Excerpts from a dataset
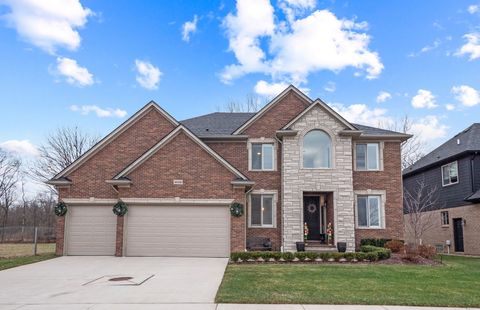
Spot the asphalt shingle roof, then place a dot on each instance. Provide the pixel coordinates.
(225, 123)
(465, 141)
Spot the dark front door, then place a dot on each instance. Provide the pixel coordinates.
(458, 234)
(311, 216)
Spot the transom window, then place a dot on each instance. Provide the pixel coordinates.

_What the task requires_.
The entries must be repeated exactly. Leave the images out.

_Task response_.
Spot the asphalt shingle roof, then place a dot on each instance. Provide the pixel coordinates.
(225, 123)
(465, 141)
Spot the dark front door, then place a dot on each instance. Provide the pixel coordinates.
(458, 234)
(311, 216)
Spot the transom window, then place a dot on each instance. Provide the pixel coordinates.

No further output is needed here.